[Location identification entries]
--- BEGIN ---

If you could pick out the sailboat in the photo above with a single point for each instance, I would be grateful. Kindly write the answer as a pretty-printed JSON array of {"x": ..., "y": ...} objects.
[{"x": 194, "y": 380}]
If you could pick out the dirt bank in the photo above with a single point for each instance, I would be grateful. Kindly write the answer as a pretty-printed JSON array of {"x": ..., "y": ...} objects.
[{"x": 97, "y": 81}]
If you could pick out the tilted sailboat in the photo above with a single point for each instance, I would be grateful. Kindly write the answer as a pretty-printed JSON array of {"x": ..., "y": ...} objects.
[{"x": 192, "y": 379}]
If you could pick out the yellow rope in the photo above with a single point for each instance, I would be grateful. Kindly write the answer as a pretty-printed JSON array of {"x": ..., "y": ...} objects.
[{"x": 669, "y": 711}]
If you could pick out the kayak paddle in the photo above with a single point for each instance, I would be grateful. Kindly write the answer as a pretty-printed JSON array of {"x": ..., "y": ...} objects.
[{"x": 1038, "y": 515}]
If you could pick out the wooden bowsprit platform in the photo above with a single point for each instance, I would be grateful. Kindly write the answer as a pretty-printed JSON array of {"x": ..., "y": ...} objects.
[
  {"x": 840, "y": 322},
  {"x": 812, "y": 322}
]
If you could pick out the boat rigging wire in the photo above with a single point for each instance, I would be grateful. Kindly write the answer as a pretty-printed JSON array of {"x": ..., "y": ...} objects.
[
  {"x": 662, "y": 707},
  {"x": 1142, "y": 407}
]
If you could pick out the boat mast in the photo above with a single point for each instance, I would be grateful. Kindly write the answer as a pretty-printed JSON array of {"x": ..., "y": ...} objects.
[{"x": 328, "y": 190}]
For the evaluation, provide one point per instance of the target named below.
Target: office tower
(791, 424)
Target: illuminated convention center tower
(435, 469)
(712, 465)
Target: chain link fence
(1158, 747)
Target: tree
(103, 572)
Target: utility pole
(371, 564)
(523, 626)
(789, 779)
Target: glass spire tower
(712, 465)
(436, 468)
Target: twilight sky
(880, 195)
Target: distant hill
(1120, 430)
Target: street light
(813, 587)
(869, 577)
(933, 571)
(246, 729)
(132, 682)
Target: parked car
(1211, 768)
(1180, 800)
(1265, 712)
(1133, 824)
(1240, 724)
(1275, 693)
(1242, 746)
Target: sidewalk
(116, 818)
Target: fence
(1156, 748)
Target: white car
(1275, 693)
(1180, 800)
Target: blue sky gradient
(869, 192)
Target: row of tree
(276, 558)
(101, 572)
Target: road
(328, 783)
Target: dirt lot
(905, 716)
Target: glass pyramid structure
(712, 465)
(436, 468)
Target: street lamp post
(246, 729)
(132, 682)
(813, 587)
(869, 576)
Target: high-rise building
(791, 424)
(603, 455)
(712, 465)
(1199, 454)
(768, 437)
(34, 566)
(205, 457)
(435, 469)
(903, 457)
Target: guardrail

--- END ---

■ Prompt ■
Rewrite all of the entries above, substituting "indented" for each occurrence of "pretty-printed" and leaving everything else untouched.

■ Solution below ■
If you could pick out the sailboat in the photo above with a single point for each instance, I would be grateful. Kindly write the answer as a indented JSON array of {"x": ..., "y": ...} objects.
[{"x": 194, "y": 380}]
If you could pick out the dirt bank in the photo above with a single point for each instance, I would be grateful. Kindly write the answer as a indented JSON array of {"x": ..., "y": ...} objects.
[{"x": 97, "y": 81}]
If you could pick out the tilted sailboat in the photo above with a single point for each instance, I would be grateful. Kindly write the answer as a indented JSON array of {"x": ..., "y": ...} objects.
[{"x": 192, "y": 379}]
If you could pick out the yellow rope in the photo above with a single point for each instance, I would be grateful. Kindly write the answer as a indented JSON array of {"x": ..., "y": ...} objects.
[{"x": 669, "y": 711}]
If you could pick out the kayak paddle in the photo above with a single point for each instance, I would be grateful. Kindly write the answer as a indented JSON array of {"x": ..., "y": ...} objects.
[{"x": 1038, "y": 515}]
If you could pick out the wooden bowsprit platform in the photo above with a single point for each instance, I would be grateful. Kindly write the answer as a indented JSON array of {"x": ..., "y": ...} objects.
[
  {"x": 840, "y": 322},
  {"x": 812, "y": 322}
]
If you could pick out the boat rigging wire in the photo above with a single point for each instance, I would be grateful. Kindly write the answer as a indented JSON array of {"x": ..., "y": ...} objects.
[
  {"x": 662, "y": 707},
  {"x": 1142, "y": 407}
]
If you could pick out the boat mast in the photo above with a single point for each instance, I would be grateful. Kindly write the answer as a indented JSON array of {"x": ..., "y": ...} objects.
[{"x": 328, "y": 190}]
For the evaluation, provide one point per instance of the target named below.
Target: office tower
(791, 424)
Target: illuminated convention center tower
(435, 469)
(712, 465)
Target: chain link fence
(1158, 747)
Target: tree
(103, 572)
Target: utility pole
(371, 564)
(523, 626)
(789, 779)
Target: glass spire tower
(712, 465)
(436, 468)
Target: twilight sky
(880, 195)
Target: distant hill
(1120, 430)
Target: street light
(813, 587)
(869, 577)
(933, 571)
(246, 729)
(132, 682)
Target: parked car
(1211, 768)
(1180, 800)
(1265, 712)
(1133, 824)
(1240, 724)
(1275, 693)
(1242, 746)
Target: sidewalk
(116, 818)
Target: fence
(1156, 748)
Target: white car
(1275, 693)
(1180, 800)
Target: blue sky gradient
(869, 192)
Target: row of tree
(276, 558)
(101, 572)
Target: road
(328, 783)
Target: dirt lot
(905, 716)
Target: glass pyramid structure
(712, 465)
(436, 468)
Target: street lamp post
(246, 729)
(132, 682)
(813, 587)
(869, 576)
Target: high-rise building
(791, 424)
(603, 455)
(712, 465)
(1199, 454)
(768, 437)
(34, 566)
(205, 457)
(435, 469)
(903, 457)
Target: guardrail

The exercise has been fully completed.